• **TASK DESCRIPTION**:
Whenever "bench" appears in a line, please copy that line from the data.

====== DATASET RECORDS ======

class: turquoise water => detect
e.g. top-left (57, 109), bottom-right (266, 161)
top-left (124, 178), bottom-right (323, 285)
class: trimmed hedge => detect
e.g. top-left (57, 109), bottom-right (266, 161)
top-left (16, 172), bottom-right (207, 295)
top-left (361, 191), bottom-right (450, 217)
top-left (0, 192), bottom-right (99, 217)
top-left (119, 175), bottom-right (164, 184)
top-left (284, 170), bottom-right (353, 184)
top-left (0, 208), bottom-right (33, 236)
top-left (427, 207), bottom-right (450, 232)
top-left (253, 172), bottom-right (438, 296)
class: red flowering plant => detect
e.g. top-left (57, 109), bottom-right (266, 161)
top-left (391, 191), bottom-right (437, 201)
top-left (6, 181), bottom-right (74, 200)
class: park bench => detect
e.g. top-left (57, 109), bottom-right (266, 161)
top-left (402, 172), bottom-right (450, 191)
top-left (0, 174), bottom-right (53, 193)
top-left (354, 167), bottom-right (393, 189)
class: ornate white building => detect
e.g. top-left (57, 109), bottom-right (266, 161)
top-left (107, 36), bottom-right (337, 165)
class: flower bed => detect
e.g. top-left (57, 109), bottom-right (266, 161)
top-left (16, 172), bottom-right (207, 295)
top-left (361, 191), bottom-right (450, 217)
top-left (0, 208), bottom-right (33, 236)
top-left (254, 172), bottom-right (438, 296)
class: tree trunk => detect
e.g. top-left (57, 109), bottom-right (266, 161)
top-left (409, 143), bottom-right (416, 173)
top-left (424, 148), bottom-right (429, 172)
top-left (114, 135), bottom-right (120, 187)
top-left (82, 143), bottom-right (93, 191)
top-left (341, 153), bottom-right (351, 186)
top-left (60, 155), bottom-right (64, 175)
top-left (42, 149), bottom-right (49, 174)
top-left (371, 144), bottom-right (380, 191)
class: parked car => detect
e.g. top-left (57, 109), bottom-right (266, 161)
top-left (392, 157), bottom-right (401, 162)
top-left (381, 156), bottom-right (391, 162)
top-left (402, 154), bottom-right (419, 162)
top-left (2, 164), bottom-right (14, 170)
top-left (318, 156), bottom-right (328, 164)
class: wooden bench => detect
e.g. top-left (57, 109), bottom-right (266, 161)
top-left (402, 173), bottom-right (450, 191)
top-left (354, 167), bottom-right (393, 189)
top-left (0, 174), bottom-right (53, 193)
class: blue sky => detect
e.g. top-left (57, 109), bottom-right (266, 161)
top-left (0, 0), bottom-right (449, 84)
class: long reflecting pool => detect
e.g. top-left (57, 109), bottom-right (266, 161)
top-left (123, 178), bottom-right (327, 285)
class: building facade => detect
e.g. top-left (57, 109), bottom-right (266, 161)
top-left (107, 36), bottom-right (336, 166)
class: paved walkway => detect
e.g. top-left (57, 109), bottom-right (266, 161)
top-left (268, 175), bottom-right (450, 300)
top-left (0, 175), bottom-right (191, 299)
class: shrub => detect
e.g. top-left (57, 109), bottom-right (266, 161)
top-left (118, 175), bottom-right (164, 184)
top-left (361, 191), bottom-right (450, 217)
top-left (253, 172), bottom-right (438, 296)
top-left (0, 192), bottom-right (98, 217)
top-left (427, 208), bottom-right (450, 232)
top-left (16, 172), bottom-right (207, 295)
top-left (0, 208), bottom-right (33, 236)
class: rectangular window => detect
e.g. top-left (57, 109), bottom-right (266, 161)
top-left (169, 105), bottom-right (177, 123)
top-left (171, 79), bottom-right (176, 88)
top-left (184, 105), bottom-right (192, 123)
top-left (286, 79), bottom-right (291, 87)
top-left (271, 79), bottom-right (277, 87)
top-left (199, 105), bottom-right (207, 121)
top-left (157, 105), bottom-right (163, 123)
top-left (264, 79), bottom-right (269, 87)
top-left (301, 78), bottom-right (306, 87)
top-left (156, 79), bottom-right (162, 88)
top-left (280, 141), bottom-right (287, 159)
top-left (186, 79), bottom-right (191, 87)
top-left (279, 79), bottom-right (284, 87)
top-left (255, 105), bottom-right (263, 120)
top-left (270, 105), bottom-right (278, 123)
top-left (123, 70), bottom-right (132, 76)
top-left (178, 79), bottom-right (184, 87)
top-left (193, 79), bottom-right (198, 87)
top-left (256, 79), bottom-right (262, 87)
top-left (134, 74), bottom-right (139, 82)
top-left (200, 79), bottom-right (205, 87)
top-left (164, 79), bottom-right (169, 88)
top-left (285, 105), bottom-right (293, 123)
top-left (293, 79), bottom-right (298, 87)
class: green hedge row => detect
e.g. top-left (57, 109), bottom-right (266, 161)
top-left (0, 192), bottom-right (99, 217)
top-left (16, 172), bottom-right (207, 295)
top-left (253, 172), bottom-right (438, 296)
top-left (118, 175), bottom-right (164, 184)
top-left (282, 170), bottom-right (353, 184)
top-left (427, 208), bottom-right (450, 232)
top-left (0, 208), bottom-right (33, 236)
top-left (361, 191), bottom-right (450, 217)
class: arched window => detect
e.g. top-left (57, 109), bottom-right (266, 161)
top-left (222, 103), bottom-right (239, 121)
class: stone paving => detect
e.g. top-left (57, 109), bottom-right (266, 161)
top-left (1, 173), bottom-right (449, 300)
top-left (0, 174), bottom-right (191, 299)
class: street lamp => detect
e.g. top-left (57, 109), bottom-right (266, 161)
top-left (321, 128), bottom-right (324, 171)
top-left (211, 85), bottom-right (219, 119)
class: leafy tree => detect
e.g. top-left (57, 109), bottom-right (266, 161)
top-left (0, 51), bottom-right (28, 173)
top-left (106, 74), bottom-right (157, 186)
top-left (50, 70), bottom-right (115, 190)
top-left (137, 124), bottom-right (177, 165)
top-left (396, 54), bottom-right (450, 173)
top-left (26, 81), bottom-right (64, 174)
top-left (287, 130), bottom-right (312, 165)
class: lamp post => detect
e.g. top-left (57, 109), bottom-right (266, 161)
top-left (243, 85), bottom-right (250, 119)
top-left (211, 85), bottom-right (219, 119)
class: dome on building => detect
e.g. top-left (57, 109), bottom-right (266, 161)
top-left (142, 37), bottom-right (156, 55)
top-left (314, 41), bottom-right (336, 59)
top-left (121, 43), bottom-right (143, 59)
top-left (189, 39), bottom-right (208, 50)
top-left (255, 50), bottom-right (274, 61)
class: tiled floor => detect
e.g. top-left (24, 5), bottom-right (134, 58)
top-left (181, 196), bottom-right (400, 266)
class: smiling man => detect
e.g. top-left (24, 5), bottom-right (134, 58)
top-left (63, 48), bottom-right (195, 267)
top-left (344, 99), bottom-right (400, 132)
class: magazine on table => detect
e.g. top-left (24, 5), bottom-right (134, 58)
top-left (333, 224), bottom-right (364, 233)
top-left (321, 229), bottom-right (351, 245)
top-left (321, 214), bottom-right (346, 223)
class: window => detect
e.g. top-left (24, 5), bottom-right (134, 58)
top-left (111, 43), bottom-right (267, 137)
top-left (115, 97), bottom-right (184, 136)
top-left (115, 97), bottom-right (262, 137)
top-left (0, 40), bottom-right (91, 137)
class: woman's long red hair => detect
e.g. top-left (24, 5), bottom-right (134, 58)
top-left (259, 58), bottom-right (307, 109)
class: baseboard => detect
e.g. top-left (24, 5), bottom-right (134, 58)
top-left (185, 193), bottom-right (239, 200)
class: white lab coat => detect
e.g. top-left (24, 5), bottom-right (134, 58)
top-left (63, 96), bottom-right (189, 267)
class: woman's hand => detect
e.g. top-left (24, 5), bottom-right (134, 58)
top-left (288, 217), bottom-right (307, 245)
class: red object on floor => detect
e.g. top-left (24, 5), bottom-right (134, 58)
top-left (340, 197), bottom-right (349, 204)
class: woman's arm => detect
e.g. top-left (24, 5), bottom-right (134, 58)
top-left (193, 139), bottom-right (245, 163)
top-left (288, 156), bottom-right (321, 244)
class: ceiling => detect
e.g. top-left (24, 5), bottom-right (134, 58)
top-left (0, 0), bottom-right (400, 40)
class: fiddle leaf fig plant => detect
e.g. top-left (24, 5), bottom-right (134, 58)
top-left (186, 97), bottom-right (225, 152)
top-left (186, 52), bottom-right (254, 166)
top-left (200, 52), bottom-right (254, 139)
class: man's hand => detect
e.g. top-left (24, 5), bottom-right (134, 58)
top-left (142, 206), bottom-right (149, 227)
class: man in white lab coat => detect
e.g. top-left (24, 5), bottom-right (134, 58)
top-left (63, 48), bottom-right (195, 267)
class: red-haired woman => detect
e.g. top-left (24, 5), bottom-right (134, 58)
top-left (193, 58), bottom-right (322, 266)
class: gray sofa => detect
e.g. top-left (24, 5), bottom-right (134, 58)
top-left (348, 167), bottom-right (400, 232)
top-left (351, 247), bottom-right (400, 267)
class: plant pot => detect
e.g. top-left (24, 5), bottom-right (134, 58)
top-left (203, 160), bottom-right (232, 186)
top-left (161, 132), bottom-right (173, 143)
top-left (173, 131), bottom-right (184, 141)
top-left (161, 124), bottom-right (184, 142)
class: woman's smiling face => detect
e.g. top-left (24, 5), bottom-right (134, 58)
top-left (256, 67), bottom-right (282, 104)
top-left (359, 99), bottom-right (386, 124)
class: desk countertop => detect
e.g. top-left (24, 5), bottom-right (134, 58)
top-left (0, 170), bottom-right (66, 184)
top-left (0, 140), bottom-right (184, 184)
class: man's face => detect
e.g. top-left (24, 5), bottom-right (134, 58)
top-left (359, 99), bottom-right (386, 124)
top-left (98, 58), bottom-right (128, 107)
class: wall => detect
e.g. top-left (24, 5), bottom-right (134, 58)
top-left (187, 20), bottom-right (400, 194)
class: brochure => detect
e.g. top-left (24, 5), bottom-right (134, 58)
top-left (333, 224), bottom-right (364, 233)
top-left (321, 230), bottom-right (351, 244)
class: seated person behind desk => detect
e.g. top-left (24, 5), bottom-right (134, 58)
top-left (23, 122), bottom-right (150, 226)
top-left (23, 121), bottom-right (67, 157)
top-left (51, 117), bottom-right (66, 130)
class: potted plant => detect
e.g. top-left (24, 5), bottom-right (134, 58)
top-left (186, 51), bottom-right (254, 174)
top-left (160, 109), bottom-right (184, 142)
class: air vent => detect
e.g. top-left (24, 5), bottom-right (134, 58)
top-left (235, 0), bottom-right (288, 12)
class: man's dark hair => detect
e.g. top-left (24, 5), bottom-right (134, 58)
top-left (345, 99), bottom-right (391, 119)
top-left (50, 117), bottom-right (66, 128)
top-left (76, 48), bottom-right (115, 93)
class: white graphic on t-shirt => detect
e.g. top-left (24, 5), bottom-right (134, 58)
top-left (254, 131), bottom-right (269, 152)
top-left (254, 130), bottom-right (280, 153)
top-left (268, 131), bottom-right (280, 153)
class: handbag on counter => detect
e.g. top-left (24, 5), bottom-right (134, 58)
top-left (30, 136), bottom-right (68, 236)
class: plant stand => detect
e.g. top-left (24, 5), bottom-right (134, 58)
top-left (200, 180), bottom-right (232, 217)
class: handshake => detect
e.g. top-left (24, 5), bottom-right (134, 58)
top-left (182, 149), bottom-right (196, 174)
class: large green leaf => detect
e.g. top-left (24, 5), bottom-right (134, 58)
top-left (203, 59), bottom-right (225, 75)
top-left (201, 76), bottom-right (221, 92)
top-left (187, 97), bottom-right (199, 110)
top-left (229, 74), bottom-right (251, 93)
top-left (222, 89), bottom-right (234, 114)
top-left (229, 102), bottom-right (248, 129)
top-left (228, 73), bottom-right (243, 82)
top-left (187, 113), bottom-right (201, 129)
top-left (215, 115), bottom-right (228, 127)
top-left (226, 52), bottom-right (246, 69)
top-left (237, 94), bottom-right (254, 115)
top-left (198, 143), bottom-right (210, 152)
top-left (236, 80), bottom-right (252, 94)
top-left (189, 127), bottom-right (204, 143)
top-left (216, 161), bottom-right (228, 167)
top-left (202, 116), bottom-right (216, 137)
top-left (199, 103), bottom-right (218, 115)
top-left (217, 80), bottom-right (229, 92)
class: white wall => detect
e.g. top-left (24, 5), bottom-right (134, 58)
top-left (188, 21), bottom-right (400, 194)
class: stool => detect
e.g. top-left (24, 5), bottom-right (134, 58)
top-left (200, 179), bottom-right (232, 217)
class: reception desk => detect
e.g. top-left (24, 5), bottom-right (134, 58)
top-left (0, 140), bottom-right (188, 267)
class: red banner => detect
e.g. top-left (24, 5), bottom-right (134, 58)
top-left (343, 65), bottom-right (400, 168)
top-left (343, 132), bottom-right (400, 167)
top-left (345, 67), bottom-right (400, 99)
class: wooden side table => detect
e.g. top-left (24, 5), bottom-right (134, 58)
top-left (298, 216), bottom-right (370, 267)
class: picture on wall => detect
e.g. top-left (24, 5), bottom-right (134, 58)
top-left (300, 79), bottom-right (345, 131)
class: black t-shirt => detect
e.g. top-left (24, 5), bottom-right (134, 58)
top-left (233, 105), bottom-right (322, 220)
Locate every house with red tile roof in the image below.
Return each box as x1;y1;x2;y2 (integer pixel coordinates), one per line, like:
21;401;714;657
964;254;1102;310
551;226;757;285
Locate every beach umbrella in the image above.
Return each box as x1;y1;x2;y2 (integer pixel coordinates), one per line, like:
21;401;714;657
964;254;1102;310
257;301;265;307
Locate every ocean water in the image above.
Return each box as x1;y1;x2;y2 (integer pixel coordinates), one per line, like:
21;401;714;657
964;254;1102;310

======

• **COMPLETED EXERCISE**:
class: park bench => detect
class: wooden bench => detect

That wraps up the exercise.